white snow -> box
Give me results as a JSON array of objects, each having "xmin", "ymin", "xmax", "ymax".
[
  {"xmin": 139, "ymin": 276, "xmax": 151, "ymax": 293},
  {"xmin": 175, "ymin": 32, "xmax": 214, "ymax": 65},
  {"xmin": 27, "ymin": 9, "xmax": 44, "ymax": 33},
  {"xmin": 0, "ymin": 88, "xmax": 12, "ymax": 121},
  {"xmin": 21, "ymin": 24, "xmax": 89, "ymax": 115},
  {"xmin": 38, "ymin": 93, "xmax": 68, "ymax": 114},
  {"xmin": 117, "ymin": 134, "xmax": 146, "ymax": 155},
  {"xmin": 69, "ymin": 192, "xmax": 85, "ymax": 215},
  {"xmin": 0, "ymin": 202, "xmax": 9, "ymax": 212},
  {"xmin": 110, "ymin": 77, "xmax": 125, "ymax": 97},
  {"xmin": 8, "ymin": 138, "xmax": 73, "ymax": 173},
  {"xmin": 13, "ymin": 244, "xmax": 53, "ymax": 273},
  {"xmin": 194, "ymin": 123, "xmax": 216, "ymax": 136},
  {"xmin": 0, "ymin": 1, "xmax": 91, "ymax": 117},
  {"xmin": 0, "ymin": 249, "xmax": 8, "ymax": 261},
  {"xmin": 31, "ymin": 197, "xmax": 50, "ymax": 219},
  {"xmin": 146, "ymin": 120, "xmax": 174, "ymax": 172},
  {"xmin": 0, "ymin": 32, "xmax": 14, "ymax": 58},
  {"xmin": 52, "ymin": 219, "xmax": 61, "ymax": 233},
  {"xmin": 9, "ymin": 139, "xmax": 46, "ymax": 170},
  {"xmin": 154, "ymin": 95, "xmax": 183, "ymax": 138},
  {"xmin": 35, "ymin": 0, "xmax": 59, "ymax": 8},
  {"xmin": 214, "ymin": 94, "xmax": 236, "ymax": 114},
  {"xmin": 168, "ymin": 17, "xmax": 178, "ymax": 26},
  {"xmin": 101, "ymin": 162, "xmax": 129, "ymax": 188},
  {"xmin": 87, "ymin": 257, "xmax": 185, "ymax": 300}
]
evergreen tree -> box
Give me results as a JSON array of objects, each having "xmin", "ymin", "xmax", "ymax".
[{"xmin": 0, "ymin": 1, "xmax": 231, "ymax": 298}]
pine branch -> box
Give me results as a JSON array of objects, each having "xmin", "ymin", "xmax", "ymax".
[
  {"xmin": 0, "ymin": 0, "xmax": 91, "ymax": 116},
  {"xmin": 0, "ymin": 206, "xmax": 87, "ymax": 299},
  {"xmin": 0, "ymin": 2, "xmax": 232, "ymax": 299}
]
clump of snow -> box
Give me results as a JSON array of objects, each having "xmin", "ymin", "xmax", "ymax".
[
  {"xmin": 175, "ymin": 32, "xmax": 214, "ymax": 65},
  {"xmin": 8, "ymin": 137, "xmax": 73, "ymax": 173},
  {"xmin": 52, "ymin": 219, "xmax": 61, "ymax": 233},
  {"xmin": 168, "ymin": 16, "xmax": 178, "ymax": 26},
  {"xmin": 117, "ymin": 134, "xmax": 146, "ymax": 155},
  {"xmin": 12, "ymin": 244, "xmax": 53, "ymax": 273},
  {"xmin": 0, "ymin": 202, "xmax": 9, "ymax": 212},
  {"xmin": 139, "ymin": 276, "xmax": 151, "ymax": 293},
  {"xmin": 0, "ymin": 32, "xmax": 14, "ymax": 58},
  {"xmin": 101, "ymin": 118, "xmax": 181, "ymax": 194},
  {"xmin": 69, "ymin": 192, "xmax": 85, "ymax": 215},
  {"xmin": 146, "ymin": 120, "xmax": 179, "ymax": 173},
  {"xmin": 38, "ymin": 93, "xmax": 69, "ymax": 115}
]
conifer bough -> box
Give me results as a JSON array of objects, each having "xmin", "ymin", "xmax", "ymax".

WHAT THIS TASK INVOLVES
Give all the records again. Match them exactly.

WORKED SOLUTION
white snow -> box
Give me results as a JSON array of objects, each having "xmin", "ymin", "xmax", "ymax".
[
  {"xmin": 139, "ymin": 276, "xmax": 151, "ymax": 293},
  {"xmin": 175, "ymin": 32, "xmax": 214, "ymax": 65},
  {"xmin": 27, "ymin": 9, "xmax": 44, "ymax": 33},
  {"xmin": 0, "ymin": 88, "xmax": 12, "ymax": 121},
  {"xmin": 21, "ymin": 24, "xmax": 89, "ymax": 115},
  {"xmin": 38, "ymin": 93, "xmax": 68, "ymax": 114},
  {"xmin": 117, "ymin": 134, "xmax": 146, "ymax": 155},
  {"xmin": 69, "ymin": 192, "xmax": 85, "ymax": 215},
  {"xmin": 0, "ymin": 202, "xmax": 9, "ymax": 212},
  {"xmin": 110, "ymin": 77, "xmax": 125, "ymax": 97},
  {"xmin": 8, "ymin": 138, "xmax": 73, "ymax": 173},
  {"xmin": 13, "ymin": 244, "xmax": 53, "ymax": 273},
  {"xmin": 194, "ymin": 123, "xmax": 216, "ymax": 136},
  {"xmin": 0, "ymin": 1, "xmax": 91, "ymax": 117},
  {"xmin": 0, "ymin": 249, "xmax": 8, "ymax": 261},
  {"xmin": 31, "ymin": 197, "xmax": 50, "ymax": 219},
  {"xmin": 146, "ymin": 120, "xmax": 174, "ymax": 172},
  {"xmin": 0, "ymin": 32, "xmax": 14, "ymax": 58},
  {"xmin": 52, "ymin": 219, "xmax": 61, "ymax": 233},
  {"xmin": 9, "ymin": 139, "xmax": 46, "ymax": 170},
  {"xmin": 154, "ymin": 95, "xmax": 183, "ymax": 138},
  {"xmin": 35, "ymin": 0, "xmax": 59, "ymax": 8},
  {"xmin": 214, "ymin": 94, "xmax": 236, "ymax": 114},
  {"xmin": 168, "ymin": 17, "xmax": 178, "ymax": 26},
  {"xmin": 101, "ymin": 162, "xmax": 129, "ymax": 188},
  {"xmin": 87, "ymin": 257, "xmax": 185, "ymax": 300}
]
evergreen tree -> box
Give me results as a JSON array of objects, each having "xmin", "ymin", "xmax", "ymax".
[{"xmin": 0, "ymin": 1, "xmax": 231, "ymax": 298}]
pine branch -> box
Give me results as a JSON array of objects, each having "xmin", "ymin", "xmax", "ymax".
[
  {"xmin": 0, "ymin": 0, "xmax": 91, "ymax": 116},
  {"xmin": 0, "ymin": 206, "xmax": 87, "ymax": 299},
  {"xmin": 0, "ymin": 2, "xmax": 232, "ymax": 299}
]
clump of snow -> box
Give me results as a JSON array of objects, each having "xmin", "ymin", "xmax", "ymax".
[
  {"xmin": 175, "ymin": 32, "xmax": 214, "ymax": 65},
  {"xmin": 8, "ymin": 137, "xmax": 73, "ymax": 173},
  {"xmin": 52, "ymin": 219, "xmax": 61, "ymax": 233},
  {"xmin": 168, "ymin": 16, "xmax": 178, "ymax": 26},
  {"xmin": 117, "ymin": 134, "xmax": 146, "ymax": 155},
  {"xmin": 12, "ymin": 244, "xmax": 53, "ymax": 273},
  {"xmin": 0, "ymin": 202, "xmax": 9, "ymax": 212},
  {"xmin": 139, "ymin": 276, "xmax": 151, "ymax": 293},
  {"xmin": 0, "ymin": 32, "xmax": 14, "ymax": 58},
  {"xmin": 101, "ymin": 118, "xmax": 181, "ymax": 194},
  {"xmin": 69, "ymin": 192, "xmax": 85, "ymax": 215},
  {"xmin": 146, "ymin": 120, "xmax": 179, "ymax": 173},
  {"xmin": 38, "ymin": 93, "xmax": 69, "ymax": 115}
]
conifer bough -> box
Give me results as a JSON array of objects, each having "xmin", "ymin", "xmax", "ymax".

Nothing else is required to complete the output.